## Data items
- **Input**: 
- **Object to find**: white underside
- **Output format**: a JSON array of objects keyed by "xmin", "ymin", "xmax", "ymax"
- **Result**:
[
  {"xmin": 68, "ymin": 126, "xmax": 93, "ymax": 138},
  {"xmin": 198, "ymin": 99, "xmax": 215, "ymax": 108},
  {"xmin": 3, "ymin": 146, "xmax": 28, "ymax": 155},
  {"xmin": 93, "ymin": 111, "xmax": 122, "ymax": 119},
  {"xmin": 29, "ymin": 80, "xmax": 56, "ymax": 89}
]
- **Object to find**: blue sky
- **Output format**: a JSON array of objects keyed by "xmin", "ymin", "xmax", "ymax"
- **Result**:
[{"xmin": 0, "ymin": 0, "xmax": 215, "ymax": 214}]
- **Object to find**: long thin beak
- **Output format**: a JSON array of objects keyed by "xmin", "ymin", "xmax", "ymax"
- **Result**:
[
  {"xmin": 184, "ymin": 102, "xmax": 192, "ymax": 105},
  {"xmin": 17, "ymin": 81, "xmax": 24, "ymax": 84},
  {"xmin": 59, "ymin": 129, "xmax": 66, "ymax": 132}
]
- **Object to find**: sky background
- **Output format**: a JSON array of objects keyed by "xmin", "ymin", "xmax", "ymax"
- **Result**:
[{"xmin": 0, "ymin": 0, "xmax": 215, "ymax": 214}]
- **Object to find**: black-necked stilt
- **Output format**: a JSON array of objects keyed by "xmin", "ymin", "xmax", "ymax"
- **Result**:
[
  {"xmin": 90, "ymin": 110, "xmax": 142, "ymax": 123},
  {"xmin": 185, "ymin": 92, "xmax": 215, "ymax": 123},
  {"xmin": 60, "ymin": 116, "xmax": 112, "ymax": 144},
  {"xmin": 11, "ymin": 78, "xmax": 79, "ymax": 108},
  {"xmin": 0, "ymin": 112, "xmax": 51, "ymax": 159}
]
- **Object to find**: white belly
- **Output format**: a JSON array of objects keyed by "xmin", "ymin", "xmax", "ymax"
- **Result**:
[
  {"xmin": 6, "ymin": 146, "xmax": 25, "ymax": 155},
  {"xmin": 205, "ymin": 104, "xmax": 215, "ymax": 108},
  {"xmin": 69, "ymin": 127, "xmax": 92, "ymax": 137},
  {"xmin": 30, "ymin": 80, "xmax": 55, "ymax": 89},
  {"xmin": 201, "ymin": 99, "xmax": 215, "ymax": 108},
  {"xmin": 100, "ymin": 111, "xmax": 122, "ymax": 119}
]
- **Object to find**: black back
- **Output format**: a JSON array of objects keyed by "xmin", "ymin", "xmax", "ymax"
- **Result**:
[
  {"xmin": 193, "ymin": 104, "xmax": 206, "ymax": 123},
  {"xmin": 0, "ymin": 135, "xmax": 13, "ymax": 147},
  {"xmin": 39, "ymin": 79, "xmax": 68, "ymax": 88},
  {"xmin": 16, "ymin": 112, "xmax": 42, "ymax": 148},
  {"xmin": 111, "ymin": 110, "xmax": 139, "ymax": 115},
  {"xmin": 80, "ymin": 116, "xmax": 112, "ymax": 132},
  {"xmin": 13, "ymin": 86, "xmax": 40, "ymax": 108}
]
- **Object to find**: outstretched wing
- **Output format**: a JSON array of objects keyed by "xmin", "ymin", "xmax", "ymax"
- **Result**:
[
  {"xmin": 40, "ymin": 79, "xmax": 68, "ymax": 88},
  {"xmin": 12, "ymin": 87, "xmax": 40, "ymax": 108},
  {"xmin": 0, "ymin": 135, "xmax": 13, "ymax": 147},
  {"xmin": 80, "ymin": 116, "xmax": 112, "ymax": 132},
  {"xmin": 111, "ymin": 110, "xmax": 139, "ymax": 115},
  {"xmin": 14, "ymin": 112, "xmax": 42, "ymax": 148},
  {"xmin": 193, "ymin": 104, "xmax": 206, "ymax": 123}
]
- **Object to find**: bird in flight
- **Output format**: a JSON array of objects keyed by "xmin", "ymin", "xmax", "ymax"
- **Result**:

## TASK TO CARRY OUT
Copy out the full set of records precisely, leaving nothing out.

## OUTPUT BELOW
- **Input**: 
- **Object to find**: white underside
- **Output format**: a JSON array of objects keyed by "xmin", "ymin", "xmax", "ymax"
- **Result**:
[
  {"xmin": 68, "ymin": 126, "xmax": 93, "ymax": 138},
  {"xmin": 198, "ymin": 99, "xmax": 215, "ymax": 108},
  {"xmin": 3, "ymin": 146, "xmax": 28, "ymax": 155},
  {"xmin": 93, "ymin": 111, "xmax": 122, "ymax": 119},
  {"xmin": 29, "ymin": 80, "xmax": 56, "ymax": 89}
]
- **Object to find**: blue sky
- **Output format**: a JSON array of objects keyed by "xmin", "ymin", "xmax", "ymax"
- **Result**:
[{"xmin": 0, "ymin": 0, "xmax": 215, "ymax": 214}]
- **Object to find**: long thin beak
- **Output format**: a JSON array of objects keyed by "xmin", "ymin", "xmax", "ymax"
- **Result**:
[
  {"xmin": 184, "ymin": 102, "xmax": 192, "ymax": 105},
  {"xmin": 17, "ymin": 81, "xmax": 24, "ymax": 84},
  {"xmin": 59, "ymin": 129, "xmax": 66, "ymax": 132}
]
- **Object to find**: sky background
- **Output format**: a JSON array of objects keyed by "xmin", "ymin", "xmax", "ymax"
- **Result**:
[{"xmin": 0, "ymin": 0, "xmax": 215, "ymax": 214}]
- **Object to find**: black-necked stilt
- **Output format**: a JSON array of objects keyed by "xmin", "ymin", "xmax", "ymax"
- **Result**:
[
  {"xmin": 90, "ymin": 110, "xmax": 142, "ymax": 123},
  {"xmin": 185, "ymin": 92, "xmax": 215, "ymax": 123},
  {"xmin": 60, "ymin": 116, "xmax": 112, "ymax": 144},
  {"xmin": 11, "ymin": 78, "xmax": 79, "ymax": 108},
  {"xmin": 0, "ymin": 112, "xmax": 51, "ymax": 159}
]
- **Object to find**: white belly
- **Output format**: a JSON array of objects keyed by "xmin", "ymin", "xmax", "ymax"
- **Result**:
[
  {"xmin": 6, "ymin": 146, "xmax": 25, "ymax": 155},
  {"xmin": 205, "ymin": 104, "xmax": 215, "ymax": 108},
  {"xmin": 69, "ymin": 127, "xmax": 92, "ymax": 137},
  {"xmin": 30, "ymin": 80, "xmax": 55, "ymax": 89},
  {"xmin": 201, "ymin": 99, "xmax": 215, "ymax": 108},
  {"xmin": 100, "ymin": 111, "xmax": 122, "ymax": 119}
]
- **Object to find**: black back
- **Output format**: a JSON array of objects keyed by "xmin", "ymin", "xmax", "ymax"
- **Result**:
[
  {"xmin": 193, "ymin": 104, "xmax": 206, "ymax": 123},
  {"xmin": 0, "ymin": 135, "xmax": 13, "ymax": 147},
  {"xmin": 39, "ymin": 79, "xmax": 68, "ymax": 88},
  {"xmin": 16, "ymin": 112, "xmax": 42, "ymax": 148},
  {"xmin": 111, "ymin": 110, "xmax": 139, "ymax": 115},
  {"xmin": 80, "ymin": 116, "xmax": 112, "ymax": 132},
  {"xmin": 13, "ymin": 86, "xmax": 40, "ymax": 108}
]
- **Object to find**: outstretched wing
- **Output format**: a JSON array of objects keyed by "xmin", "ymin", "xmax", "ymax"
- **Result**:
[
  {"xmin": 40, "ymin": 79, "xmax": 68, "ymax": 88},
  {"xmin": 12, "ymin": 87, "xmax": 40, "ymax": 108},
  {"xmin": 0, "ymin": 135, "xmax": 13, "ymax": 147},
  {"xmin": 80, "ymin": 116, "xmax": 112, "ymax": 132},
  {"xmin": 111, "ymin": 110, "xmax": 139, "ymax": 115},
  {"xmin": 14, "ymin": 112, "xmax": 42, "ymax": 148},
  {"xmin": 193, "ymin": 104, "xmax": 206, "ymax": 123}
]
- **Object to find**: bird in flight
- **Output format**: a JSON array of objects keyed by "xmin", "ymin", "xmax", "ymax"
- **Result**:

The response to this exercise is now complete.